_Given instruction_
Copy the stretch of items from the line containing "Could you kindly segment every instance of the grass" through the end of the items, both ends included, with every line and request intact. Multiply each coordinate in the answer outlines by 1.25 and round to the nearest whole number, halves up, but leave the numbers in the requests and format samples unchanged.
== Data in this exercise
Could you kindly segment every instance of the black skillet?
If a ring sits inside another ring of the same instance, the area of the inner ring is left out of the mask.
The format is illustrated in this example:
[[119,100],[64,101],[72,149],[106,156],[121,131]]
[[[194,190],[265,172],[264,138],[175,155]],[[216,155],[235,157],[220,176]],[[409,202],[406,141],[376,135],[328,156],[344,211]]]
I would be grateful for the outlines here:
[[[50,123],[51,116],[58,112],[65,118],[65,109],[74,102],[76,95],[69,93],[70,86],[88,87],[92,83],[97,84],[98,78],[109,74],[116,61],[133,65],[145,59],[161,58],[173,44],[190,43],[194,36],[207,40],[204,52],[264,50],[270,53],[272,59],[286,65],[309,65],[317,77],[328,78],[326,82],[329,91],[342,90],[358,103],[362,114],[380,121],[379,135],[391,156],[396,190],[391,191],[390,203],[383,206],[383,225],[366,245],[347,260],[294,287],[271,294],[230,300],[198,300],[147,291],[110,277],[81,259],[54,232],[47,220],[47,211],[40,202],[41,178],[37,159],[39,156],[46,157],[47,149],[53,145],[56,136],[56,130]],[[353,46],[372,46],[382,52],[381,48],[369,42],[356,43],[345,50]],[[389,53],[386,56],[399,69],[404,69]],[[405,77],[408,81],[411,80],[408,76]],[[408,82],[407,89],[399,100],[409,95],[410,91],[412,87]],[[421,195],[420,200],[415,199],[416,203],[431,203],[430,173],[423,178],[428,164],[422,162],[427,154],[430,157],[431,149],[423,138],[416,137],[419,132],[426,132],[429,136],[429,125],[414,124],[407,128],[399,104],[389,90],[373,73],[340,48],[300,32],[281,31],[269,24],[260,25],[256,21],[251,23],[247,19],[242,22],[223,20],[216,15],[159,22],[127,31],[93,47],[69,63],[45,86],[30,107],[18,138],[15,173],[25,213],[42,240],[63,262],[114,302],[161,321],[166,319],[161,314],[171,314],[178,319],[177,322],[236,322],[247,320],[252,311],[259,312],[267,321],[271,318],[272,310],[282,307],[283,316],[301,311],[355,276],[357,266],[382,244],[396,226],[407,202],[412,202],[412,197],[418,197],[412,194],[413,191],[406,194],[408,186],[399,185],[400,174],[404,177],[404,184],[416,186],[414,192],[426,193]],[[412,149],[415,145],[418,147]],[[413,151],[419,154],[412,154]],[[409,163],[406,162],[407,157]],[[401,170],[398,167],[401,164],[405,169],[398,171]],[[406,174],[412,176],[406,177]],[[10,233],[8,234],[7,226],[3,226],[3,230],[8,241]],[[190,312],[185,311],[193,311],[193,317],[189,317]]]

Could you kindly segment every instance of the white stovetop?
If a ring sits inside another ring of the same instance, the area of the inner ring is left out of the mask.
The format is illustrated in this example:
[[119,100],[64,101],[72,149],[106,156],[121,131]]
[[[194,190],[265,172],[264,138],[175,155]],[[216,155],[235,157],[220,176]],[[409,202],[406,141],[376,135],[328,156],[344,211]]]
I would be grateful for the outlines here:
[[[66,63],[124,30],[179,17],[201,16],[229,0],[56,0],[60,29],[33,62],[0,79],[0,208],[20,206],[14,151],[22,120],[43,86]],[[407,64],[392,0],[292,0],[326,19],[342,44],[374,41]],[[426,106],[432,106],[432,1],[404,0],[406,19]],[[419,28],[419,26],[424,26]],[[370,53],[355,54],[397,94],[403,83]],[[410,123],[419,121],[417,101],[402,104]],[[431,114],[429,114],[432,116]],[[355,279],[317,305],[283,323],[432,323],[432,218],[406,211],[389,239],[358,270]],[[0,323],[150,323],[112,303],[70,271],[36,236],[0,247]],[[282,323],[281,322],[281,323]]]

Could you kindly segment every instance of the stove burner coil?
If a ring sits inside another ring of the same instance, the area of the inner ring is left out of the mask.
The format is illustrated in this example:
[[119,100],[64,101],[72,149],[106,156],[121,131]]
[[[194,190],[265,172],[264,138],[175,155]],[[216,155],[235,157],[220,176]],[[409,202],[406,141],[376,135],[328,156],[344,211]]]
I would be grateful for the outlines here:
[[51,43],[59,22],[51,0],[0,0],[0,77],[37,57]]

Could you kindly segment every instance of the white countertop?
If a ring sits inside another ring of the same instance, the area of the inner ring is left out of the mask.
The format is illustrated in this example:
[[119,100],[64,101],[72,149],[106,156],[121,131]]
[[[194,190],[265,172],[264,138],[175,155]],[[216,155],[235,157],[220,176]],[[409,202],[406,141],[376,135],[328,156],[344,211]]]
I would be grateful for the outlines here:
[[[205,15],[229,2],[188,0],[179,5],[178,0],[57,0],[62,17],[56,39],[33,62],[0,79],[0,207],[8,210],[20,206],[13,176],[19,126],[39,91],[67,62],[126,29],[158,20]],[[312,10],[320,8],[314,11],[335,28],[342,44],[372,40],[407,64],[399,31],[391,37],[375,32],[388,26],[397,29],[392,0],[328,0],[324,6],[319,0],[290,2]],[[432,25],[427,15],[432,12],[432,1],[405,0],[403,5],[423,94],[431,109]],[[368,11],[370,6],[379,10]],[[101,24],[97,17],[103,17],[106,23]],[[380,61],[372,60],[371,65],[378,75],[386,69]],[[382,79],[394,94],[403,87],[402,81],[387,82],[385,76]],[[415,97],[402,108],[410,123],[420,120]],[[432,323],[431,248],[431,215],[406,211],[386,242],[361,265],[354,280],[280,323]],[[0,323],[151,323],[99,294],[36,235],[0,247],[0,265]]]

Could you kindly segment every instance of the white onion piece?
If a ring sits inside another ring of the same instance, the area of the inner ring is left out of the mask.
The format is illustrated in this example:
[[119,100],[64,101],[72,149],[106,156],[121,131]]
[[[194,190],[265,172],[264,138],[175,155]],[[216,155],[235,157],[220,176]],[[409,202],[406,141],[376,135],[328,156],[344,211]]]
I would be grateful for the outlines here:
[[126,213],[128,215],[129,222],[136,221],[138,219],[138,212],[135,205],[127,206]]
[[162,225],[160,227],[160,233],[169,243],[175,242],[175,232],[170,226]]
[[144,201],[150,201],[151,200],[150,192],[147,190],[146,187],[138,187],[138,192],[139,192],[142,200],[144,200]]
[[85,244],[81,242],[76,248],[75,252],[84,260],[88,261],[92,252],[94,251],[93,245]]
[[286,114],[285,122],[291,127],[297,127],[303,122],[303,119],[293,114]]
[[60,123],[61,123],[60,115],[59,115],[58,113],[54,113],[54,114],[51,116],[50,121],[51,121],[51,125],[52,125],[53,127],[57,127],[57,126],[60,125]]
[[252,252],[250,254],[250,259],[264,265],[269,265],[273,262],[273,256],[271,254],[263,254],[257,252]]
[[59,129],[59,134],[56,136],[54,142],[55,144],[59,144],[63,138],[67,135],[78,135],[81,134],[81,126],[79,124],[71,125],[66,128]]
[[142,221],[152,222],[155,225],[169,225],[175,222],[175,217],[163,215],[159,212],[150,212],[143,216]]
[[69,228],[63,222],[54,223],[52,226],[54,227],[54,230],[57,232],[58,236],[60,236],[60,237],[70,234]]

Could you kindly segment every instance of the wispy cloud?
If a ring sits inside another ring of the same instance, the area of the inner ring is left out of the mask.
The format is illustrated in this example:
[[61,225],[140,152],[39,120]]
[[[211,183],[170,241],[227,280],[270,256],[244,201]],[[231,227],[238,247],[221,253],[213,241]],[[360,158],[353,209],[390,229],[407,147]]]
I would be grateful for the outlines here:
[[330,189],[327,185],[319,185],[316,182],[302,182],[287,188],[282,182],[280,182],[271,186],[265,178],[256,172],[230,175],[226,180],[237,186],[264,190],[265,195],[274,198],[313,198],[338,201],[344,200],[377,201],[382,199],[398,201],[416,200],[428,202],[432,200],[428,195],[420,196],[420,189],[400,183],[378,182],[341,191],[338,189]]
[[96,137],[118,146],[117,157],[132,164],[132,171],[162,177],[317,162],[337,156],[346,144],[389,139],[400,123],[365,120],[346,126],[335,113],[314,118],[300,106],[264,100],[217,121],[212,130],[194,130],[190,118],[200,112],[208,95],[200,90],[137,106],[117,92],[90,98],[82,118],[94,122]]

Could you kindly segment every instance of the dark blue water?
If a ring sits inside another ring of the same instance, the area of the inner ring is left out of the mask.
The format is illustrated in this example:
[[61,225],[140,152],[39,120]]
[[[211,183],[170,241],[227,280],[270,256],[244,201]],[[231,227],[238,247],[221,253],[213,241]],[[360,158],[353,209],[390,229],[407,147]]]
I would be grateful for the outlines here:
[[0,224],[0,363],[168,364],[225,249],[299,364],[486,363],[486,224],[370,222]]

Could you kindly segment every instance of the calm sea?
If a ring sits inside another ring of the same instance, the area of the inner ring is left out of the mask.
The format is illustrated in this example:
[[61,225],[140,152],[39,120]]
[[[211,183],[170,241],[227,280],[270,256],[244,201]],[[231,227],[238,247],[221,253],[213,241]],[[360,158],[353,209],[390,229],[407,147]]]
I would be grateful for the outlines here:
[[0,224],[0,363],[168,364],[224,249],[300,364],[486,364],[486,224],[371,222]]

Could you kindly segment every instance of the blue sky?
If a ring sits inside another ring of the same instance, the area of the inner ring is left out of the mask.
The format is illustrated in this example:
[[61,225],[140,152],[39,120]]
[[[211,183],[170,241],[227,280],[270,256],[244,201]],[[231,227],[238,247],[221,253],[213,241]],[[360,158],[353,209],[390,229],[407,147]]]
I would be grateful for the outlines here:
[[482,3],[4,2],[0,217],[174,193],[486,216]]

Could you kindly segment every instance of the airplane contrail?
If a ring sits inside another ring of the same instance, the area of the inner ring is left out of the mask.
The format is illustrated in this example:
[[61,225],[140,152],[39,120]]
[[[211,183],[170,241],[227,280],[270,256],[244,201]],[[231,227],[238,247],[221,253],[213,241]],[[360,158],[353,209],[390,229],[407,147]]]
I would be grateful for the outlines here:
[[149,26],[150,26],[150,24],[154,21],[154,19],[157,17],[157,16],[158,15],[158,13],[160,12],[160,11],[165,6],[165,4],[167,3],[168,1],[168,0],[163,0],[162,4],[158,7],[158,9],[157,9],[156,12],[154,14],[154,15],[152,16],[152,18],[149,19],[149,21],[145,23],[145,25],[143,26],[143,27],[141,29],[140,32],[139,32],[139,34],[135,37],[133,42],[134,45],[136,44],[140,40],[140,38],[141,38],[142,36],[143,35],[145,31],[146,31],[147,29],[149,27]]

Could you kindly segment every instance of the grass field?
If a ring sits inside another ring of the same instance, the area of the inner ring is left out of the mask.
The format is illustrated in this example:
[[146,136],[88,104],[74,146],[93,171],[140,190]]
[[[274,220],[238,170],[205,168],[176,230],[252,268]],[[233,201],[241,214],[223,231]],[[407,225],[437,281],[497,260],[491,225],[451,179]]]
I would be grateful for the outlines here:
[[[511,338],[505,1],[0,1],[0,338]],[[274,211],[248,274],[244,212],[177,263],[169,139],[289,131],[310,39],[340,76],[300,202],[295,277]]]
====
_Output of the task_
Could you kindly segment every instance of the grass field?
If a ring sits inside another ring of the same instance, the area of the inner ring is left out of the mask.
The format is illustrated in this example:
[[146,136],[88,104],[74,146],[93,171],[140,190]]
[[[274,220],[238,170],[205,168],[176,230],[252,268]],[[233,201],[241,214],[223,231]],[[407,225],[437,281],[497,260],[491,225],[451,179]]]
I would be grateful for the outlines here:
[[[639,423],[631,1],[0,1],[0,423]],[[343,264],[310,343],[305,265],[221,329],[211,174],[361,164],[388,49],[425,95],[375,253],[369,346]]]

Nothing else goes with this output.